(Source):
It depends what you mean by "functional programming" and by "possible".

You can obviously implement things following a functional paradigm. However the Java language doesn't provide the syntactic sugar for it, so some things will be tedious at best, and some other ones will be extremely arcane.

Similarly, you can very well write object-oriented code in a language recognized as being non-OO, like C.

Java Libraries

There are libraries that can help you do this, by already doing the legwork for you and hiding the arcane things:

These will allow you to write Java code with a more functional approach and possibly more familiar syntax and semantic, as you'd expect from an FP-competent language. Within reason, that is.

JVM Languages

And obviously, you can implement a functional language on top of Java. So that you can then use that one as your FP language. Which is a bit of a higher-level of abstraction than what you asked for, but relatively within context (though I'm cheating a bit here, granted).

(Work to do):
[a] In the text on functional programming in Java, which language is offered as an example of a non-OO language in which object-oriented code can still be written?
[b] Continue the text on functional programming in Java from its last sentence.

(Raw data):
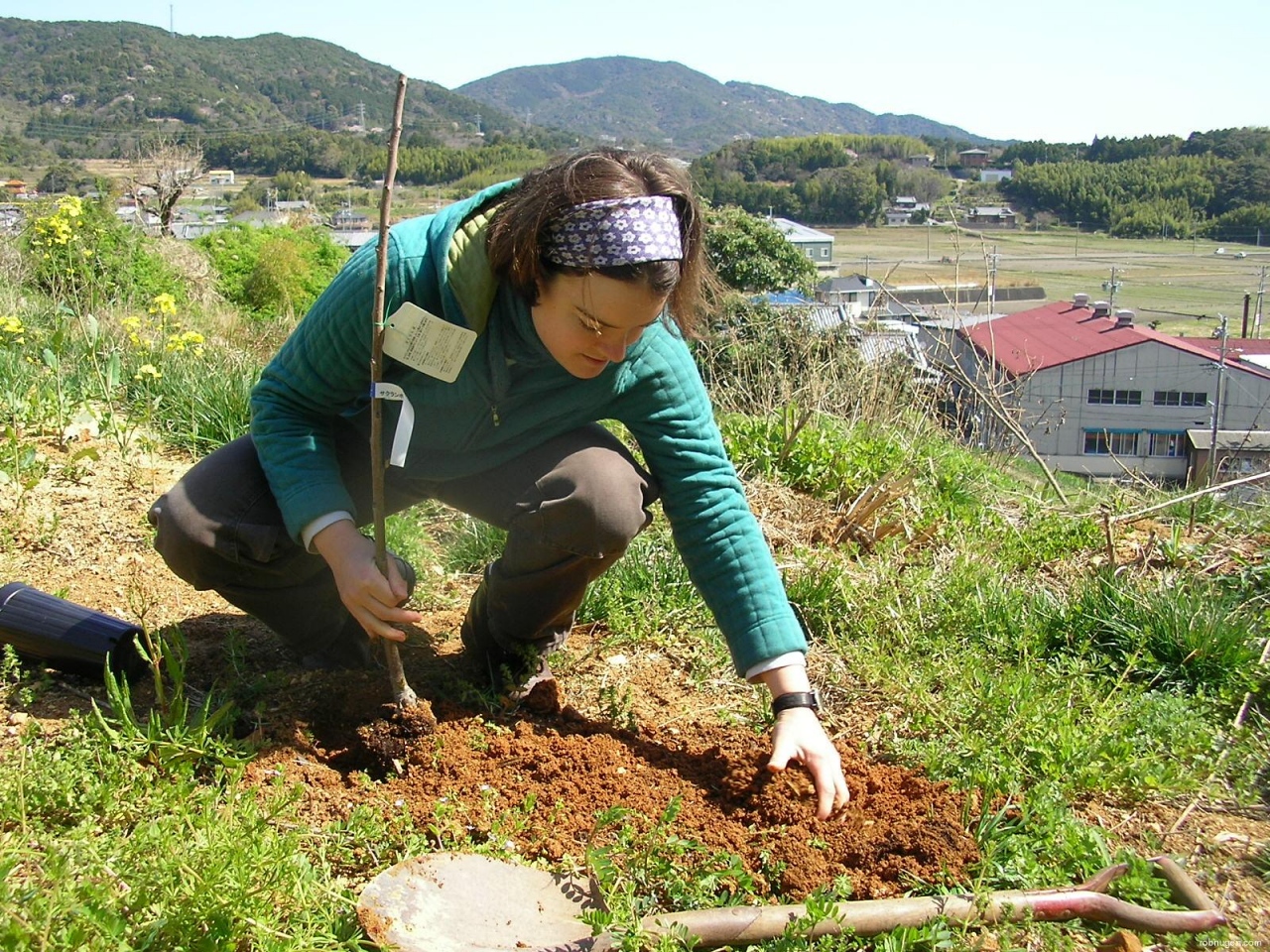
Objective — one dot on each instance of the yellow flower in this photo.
(10, 325)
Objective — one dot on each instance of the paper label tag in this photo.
(405, 421)
(429, 344)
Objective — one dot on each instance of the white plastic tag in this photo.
(405, 421)
(429, 344)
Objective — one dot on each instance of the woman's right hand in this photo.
(371, 598)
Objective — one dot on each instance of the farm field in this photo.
(1023, 692)
(1180, 285)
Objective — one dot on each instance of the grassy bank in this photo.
(960, 620)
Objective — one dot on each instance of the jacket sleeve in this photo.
(318, 375)
(717, 537)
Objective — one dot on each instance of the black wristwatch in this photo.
(797, 698)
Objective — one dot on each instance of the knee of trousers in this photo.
(595, 506)
(185, 543)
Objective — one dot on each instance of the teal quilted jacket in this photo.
(509, 395)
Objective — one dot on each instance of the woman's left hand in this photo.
(799, 737)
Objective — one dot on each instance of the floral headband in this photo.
(615, 231)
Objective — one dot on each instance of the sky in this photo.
(1037, 68)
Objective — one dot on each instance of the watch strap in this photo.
(797, 698)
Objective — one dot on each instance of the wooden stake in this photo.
(403, 694)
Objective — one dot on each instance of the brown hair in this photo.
(516, 234)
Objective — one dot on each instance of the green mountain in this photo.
(82, 80)
(666, 104)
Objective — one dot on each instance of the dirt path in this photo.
(534, 783)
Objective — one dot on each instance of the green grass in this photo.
(1182, 285)
(1008, 666)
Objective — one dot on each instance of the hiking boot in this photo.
(520, 675)
(539, 693)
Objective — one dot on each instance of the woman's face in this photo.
(587, 321)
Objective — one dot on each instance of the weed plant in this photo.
(1008, 667)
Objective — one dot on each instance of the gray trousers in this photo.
(571, 507)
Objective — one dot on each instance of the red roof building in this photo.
(1100, 395)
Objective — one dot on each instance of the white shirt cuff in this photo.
(321, 522)
(771, 664)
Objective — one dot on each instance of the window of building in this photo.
(1167, 444)
(1182, 398)
(1105, 443)
(1120, 398)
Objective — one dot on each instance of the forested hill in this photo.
(666, 104)
(76, 80)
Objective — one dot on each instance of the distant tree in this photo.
(63, 178)
(751, 254)
(160, 173)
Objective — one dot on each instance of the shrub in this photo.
(272, 271)
(82, 257)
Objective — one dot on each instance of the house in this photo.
(817, 245)
(855, 293)
(1096, 393)
(991, 217)
(348, 220)
(1238, 452)
(903, 208)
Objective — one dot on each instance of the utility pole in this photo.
(1261, 294)
(992, 281)
(1112, 286)
(1216, 405)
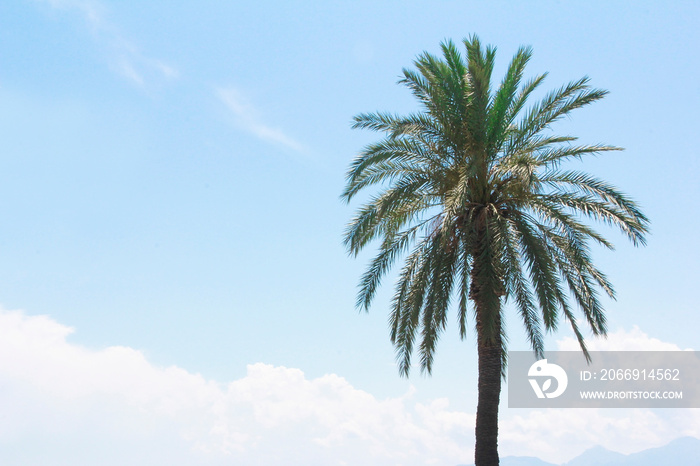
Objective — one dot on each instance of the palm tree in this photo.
(475, 199)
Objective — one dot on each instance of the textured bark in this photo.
(489, 346)
(486, 451)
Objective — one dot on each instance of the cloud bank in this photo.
(63, 397)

(The responses):
[a] C

[b]
For instance, check out:

More-or-Less Functional JVM Languages

While they may not be exactly what you want, there are a number of other languages that have been ported to the Java Platform and that might free you from Java's relatively not so fun-oriented (yes, pun intended) nature and already give you more flexibility. Notable contenders like JRuby, Jython and Rhino (respectively for Ruby, Python and JavaScript / ECMAScript) also offer interesting potential for functional programming, though they arguably aren't really functional programming languages by nature. JetBrains' Kotlin, while clearly acknowledging it isn't a functional language, does support some functional constructs and is also worth a look.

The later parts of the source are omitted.